» **What to produce**
Format every line of the entries below as a numbered list, skipping blank lines and omitting the pictures.
[Start Data entries]
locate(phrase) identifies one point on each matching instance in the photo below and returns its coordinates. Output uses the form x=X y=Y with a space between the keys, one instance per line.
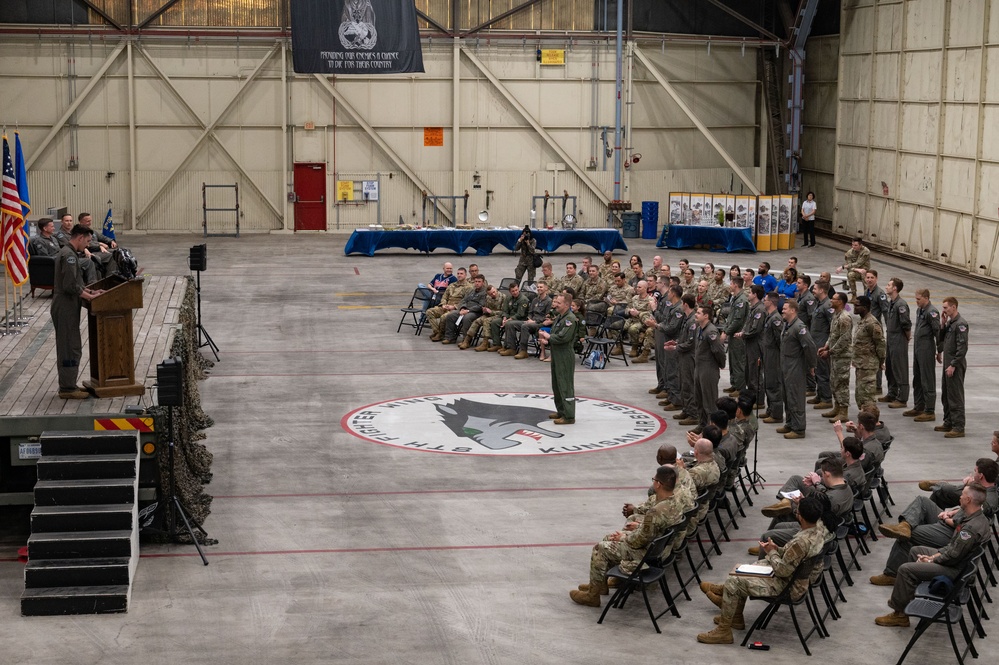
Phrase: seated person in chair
x=99 y=249
x=924 y=563
x=44 y=244
x=514 y=310
x=458 y=321
x=626 y=548
x=495 y=299
x=732 y=595
x=518 y=333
[End Data entries]
» **Result for this task**
1. locate(phrase) identifies one point on each matching instance in the photo below and returns its coordinates. Output uses the form x=X y=Y with a space between the keys, one instance per line.
2. Phrase: seated person in chair
3. x=99 y=249
4. x=924 y=563
5. x=44 y=244
6. x=514 y=310
7. x=458 y=321
8. x=626 y=548
9. x=495 y=299
10. x=732 y=595
11. x=518 y=333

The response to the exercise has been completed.